[Given data]
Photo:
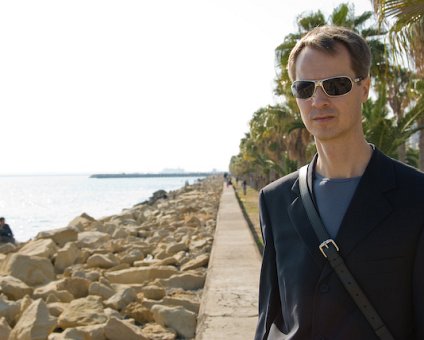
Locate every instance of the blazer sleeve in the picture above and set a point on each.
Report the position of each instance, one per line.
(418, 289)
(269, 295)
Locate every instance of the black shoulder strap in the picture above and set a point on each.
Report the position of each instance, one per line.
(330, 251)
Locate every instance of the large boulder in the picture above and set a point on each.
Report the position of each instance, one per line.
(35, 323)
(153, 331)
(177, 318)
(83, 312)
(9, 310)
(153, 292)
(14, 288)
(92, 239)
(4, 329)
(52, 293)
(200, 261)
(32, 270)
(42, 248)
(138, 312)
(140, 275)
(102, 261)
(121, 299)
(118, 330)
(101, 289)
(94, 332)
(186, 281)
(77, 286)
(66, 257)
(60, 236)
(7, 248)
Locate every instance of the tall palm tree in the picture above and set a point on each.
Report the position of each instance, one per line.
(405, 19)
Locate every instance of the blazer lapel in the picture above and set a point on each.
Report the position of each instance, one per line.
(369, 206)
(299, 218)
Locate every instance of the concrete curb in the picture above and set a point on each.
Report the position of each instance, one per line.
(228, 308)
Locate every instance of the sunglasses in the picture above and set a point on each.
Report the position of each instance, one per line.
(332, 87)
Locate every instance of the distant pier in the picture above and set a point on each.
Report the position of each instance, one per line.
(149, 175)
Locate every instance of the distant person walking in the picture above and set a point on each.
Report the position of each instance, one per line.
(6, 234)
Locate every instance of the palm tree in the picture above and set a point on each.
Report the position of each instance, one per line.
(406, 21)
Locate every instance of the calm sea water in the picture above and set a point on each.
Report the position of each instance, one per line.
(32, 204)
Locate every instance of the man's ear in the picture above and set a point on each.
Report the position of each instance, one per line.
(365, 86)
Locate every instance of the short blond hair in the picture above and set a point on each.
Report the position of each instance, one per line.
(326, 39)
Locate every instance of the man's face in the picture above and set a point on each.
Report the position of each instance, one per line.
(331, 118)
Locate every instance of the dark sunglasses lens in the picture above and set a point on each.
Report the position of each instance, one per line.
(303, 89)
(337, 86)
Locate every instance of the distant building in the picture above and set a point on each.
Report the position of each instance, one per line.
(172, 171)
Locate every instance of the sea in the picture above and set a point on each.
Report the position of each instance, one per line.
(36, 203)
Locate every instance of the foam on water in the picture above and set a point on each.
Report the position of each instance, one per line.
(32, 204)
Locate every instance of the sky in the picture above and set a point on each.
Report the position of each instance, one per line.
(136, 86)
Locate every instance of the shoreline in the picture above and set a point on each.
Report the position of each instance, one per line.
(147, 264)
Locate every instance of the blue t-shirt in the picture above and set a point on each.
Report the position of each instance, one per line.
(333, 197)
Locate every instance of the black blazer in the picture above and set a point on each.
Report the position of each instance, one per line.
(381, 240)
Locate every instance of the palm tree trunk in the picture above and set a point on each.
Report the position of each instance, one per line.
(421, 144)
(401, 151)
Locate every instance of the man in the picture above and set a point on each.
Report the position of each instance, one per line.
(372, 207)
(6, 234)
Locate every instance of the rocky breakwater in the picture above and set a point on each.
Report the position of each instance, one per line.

[Written instruction] Copy the listing in full and without alteration, omitting every picture.

[Correct result]
Photo:
Locate every instance of the blazer sleeve in the picture above and set a point on each.
Report the position of each instance, one per line.
(418, 289)
(269, 295)
Locate every instance of the black shoulder strap in the picture above and set a point on each.
Report the position of each instance, one per line.
(330, 251)
Locate every instance of the large boulder in the picture above and set a point on each.
Report the position of each instance, one per line.
(35, 323)
(153, 331)
(177, 318)
(83, 312)
(9, 310)
(153, 292)
(14, 288)
(92, 239)
(4, 329)
(52, 293)
(200, 261)
(32, 270)
(42, 248)
(138, 312)
(140, 275)
(102, 261)
(121, 299)
(118, 330)
(101, 289)
(94, 332)
(186, 281)
(77, 286)
(66, 257)
(60, 236)
(7, 248)
Locate every instance of the tall palm tree in the picture above and set a point on each.
Report the position of each instance, one per line.
(405, 19)
Locate every instance of the blazer lapel in the picture above and set a point on each.
Report the position of each instance, one per line.
(369, 206)
(299, 218)
Locate every instance of the concrete curb in the picture above and set a point on each.
Report the position of each instance, one per line.
(228, 308)
Locate every instance of the sunglasses in the picture above and set a point on each.
Report the position of each instance, one per line.
(332, 87)
Locate every instance of the distant pier in the picture above and set a point on each.
Report the position of each instance, one per line.
(149, 175)
Locate every instance of the distant person walking in the picture above and set a point on each.
Report the position of each instance, one per line.
(6, 234)
Locate every instance of the palm tree in the picture above and set a point on each.
Report the position of each instance, one per line.
(406, 21)
Locate every instance of the calm sea water in the picture above and set a point on each.
Report the position of each instance, one per line.
(32, 204)
Locate every instance of the man's ear in the picture above and set a point on each.
Report the position of each instance, one per line.
(365, 86)
Locate every instance of the short blond hair in the picture above and set a point on each.
Report the position of each instance, one per line.
(326, 39)
Locate every instance of the man's face in the picture above and set a point on each.
Report the position of each instance, one per line.
(331, 118)
Locate every instance of the dark sunglasses lens in the picture above and set a point on each.
Report the position of each instance, one per line.
(303, 89)
(337, 86)
Locate every instance of the distant building in the picture above and set a point on each.
Report the position of each instance, one per line.
(172, 171)
Locate every instance of the sea in the picture above and set a point on each.
Report the position of each instance, one per line.
(36, 203)
Locate every instance of the foam on water in the picture above and set a point on each.
Report the position of each instance, one per line.
(32, 204)
Locate every instance of the sky in the picture above and set a point on each.
Report the position of each instance, one per line.
(136, 86)
Locate every instance of the shoreline in the picture above and set a point on each.
Report the position of each instance, one per line.
(147, 264)
Locate every instance of the blue t-shirt in the picture above and set a point on each.
Report the position of each instance, one per line.
(333, 197)
Locate every instance of the black blazer in the picture above and set a point on each.
Report the position of each instance, one per line.
(381, 240)
Locate every instance of the palm tree trunk in the picture above and set a point on each.
Report the position of each instance, one per line.
(421, 144)
(401, 151)
Locate every instance of the man in the picture above and set a point on each.
Report the position of each instance, one per line.
(372, 207)
(6, 234)
Locate every instance of the rocky breakwater in the picture above and set a point on each.
Report the position of each instance, one per line.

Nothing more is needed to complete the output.